Task goal
Pull out every line in the rows below that contains the string "negative", copying each line in full. Case counts.

Data to process
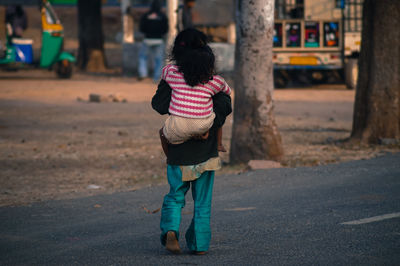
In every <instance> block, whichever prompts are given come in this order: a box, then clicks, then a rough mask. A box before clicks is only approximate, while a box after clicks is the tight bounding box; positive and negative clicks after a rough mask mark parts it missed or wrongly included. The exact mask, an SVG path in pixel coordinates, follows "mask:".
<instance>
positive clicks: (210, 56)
mask: <svg viewBox="0 0 400 266" xmlns="http://www.w3.org/2000/svg"><path fill="white" fill-rule="evenodd" d="M171 59H172V61H174V63H175V64H169V65H167V66H165V67H164V68H163V70H162V76H161V78H162V79H163V80H165V81H166V82H167V83H168V85H169V86H170V87H171V88H172V97H171V102H170V105H169V114H170V116H169V117H168V118H167V120H166V121H165V124H164V127H163V128H162V132H160V136H161V141H162V143H163V148H164V151H165V152H166V153H167V152H168V151H167V147H168V145H167V142H169V143H171V144H180V143H183V142H185V141H186V140H188V139H190V138H192V137H194V136H202V137H203V138H207V134H208V130H209V129H210V128H211V126H212V124H213V121H214V118H215V114H214V112H213V102H212V99H211V97H212V96H214V95H215V94H217V93H218V92H224V93H226V94H227V95H230V93H231V88H230V87H229V86H228V84H227V83H226V82H225V80H224V79H223V78H222V77H221V76H219V75H215V69H214V68H215V56H214V54H213V52H212V50H211V48H210V46H208V45H207V37H206V35H205V34H204V33H202V32H200V31H198V30H195V29H192V28H189V29H186V30H184V31H182V32H180V33H179V34H178V36H177V37H176V39H175V42H174V47H173V49H172V54H171ZM218 136H219V138H218V141H219V143H218V150H219V151H224V152H225V151H226V150H225V148H224V146H223V145H222V128H221V129H220V131H219V132H218Z"/></svg>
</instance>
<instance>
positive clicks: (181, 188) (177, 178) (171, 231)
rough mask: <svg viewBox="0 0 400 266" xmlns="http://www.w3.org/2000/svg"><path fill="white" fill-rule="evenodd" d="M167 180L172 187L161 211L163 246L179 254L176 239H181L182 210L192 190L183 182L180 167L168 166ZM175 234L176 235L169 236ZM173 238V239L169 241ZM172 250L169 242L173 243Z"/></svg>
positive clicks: (177, 244)
mask: <svg viewBox="0 0 400 266" xmlns="http://www.w3.org/2000/svg"><path fill="white" fill-rule="evenodd" d="M167 178H168V184H169V186H170V191H169V193H168V194H167V195H166V196H165V197H164V202H163V206H162V209H161V220H160V229H161V244H162V245H165V246H166V248H167V249H168V250H169V251H171V252H173V253H179V250H180V248H179V244H177V243H176V241H175V239H174V238H176V240H178V239H179V226H180V223H181V212H182V208H183V207H185V195H186V193H187V192H188V190H189V188H190V183H189V182H183V181H182V171H181V169H180V167H179V166H172V165H167ZM169 232H174V234H168V233H169ZM169 237H170V238H172V239H169ZM171 240H172V243H173V245H171V246H172V248H171V246H170V245H169V243H168V242H171Z"/></svg>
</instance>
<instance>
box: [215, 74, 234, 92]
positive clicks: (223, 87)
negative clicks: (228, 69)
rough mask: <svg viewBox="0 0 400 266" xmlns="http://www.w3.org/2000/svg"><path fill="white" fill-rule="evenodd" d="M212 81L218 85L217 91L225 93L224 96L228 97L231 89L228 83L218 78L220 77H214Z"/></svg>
mask: <svg viewBox="0 0 400 266" xmlns="http://www.w3.org/2000/svg"><path fill="white" fill-rule="evenodd" d="M214 81H215V82H216V83H217V84H218V87H219V89H218V91H220V92H223V93H225V94H226V95H230V94H231V92H232V89H231V88H230V87H229V85H228V83H226V81H225V80H224V79H223V78H222V77H220V76H214Z"/></svg>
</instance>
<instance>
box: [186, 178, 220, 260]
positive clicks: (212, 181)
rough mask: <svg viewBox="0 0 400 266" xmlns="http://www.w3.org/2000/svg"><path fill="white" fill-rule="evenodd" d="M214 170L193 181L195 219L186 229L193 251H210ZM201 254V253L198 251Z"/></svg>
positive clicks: (189, 245) (195, 251)
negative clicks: (209, 250) (186, 229)
mask: <svg viewBox="0 0 400 266" xmlns="http://www.w3.org/2000/svg"><path fill="white" fill-rule="evenodd" d="M213 184H214V171H207V172H204V173H203V174H202V175H201V176H200V177H199V178H198V179H196V180H195V181H193V182H192V196H193V201H194V213H193V219H192V222H191V223H190V226H189V228H188V229H187V231H186V234H185V238H186V244H187V247H188V248H189V249H190V250H191V251H195V252H201V251H208V248H209V245H210V240H211V228H210V214H211V199H212V190H213ZM197 254H200V253H197Z"/></svg>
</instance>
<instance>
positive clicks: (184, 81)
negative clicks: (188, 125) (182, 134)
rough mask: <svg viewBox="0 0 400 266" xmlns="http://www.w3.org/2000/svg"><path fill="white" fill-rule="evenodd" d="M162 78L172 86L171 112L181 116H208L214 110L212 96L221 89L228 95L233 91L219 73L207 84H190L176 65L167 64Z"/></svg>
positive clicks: (164, 67) (171, 98)
mask: <svg viewBox="0 0 400 266" xmlns="http://www.w3.org/2000/svg"><path fill="white" fill-rule="evenodd" d="M162 79H163V80H165V81H166V82H167V83H168V85H169V86H170V87H171V88H172V93H171V102H170V104H169V113H170V114H171V115H176V116H180V117H185V118H207V117H209V116H210V115H211V114H212V112H213V102H212V98H211V97H212V96H213V95H215V94H217V93H218V92H221V91H222V92H224V93H226V94H228V95H230V93H231V88H230V87H229V85H228V84H227V83H226V81H225V80H224V79H223V78H222V77H221V76H218V75H214V76H213V79H212V80H210V81H209V82H207V83H206V84H198V85H196V86H193V87H192V86H189V85H188V84H186V82H185V79H184V77H183V73H181V72H179V70H178V67H177V66H176V65H167V66H165V67H164V68H163V70H162Z"/></svg>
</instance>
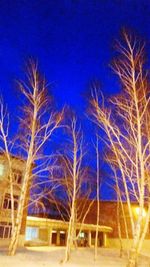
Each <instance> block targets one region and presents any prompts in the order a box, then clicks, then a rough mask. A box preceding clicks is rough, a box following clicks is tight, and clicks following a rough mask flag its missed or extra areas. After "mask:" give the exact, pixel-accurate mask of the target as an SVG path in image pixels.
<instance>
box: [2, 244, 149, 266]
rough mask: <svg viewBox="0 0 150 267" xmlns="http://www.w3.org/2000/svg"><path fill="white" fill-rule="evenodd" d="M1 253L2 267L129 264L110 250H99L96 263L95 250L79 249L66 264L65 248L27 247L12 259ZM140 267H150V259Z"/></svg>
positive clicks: (100, 248) (89, 248)
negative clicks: (94, 254) (61, 262)
mask: <svg viewBox="0 0 150 267" xmlns="http://www.w3.org/2000/svg"><path fill="white" fill-rule="evenodd" d="M0 252H1V253H0V267H61V266H63V267H125V266H126V263H127V259H126V256H123V258H119V251H118V250H116V249H108V248H99V250H98V259H97V261H94V249H92V248H78V249H77V250H73V251H72V254H71V260H70V261H69V262H67V263H66V264H62V263H61V260H62V259H63V257H64V252H65V248H64V247H27V248H24V249H20V250H19V251H18V252H17V254H16V255H15V256H12V257H10V256H7V252H6V250H4V249H3V250H2V249H1V251H0ZM138 266H139V267H149V266H150V258H148V257H142V258H141V259H140V264H139V265H138Z"/></svg>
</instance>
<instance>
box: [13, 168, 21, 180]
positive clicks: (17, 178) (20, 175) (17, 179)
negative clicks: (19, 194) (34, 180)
mask: <svg viewBox="0 0 150 267" xmlns="http://www.w3.org/2000/svg"><path fill="white" fill-rule="evenodd" d="M13 175H14V181H15V182H16V183H17V184H21V182H22V172H21V171H19V170H15V169H14V170H13Z"/></svg>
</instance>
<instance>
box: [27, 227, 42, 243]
mask: <svg viewBox="0 0 150 267" xmlns="http://www.w3.org/2000/svg"><path fill="white" fill-rule="evenodd" d="M38 235H39V229H38V228H37V227H27V228H26V235H25V240H34V239H37V238H38Z"/></svg>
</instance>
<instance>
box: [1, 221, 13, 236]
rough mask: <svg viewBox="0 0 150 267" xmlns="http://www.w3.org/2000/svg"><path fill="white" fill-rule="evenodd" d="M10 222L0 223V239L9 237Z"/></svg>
mask: <svg viewBox="0 0 150 267" xmlns="http://www.w3.org/2000/svg"><path fill="white" fill-rule="evenodd" d="M11 230H12V226H11V224H7V223H1V224H0V239H5V238H10V237H11Z"/></svg>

Answer area
In every <instance> block, whichever prompts are given come in this order: a box, then clicks, then a rough mask. A box before clicks is only approximate, while a box after clicks is the tight bounding box; positive and negative clicks after a rough mask mark parts it missed or wrongly included. The exact mask, an SVG path in pixel coordinates, follows "mask:".
negative clicks: (228, 69)
negative clicks: (209, 250) (186, 229)
negative clicks: (188, 125) (182, 134)
negative clicks: (94, 254) (61, 262)
negative clicks: (19, 194) (34, 180)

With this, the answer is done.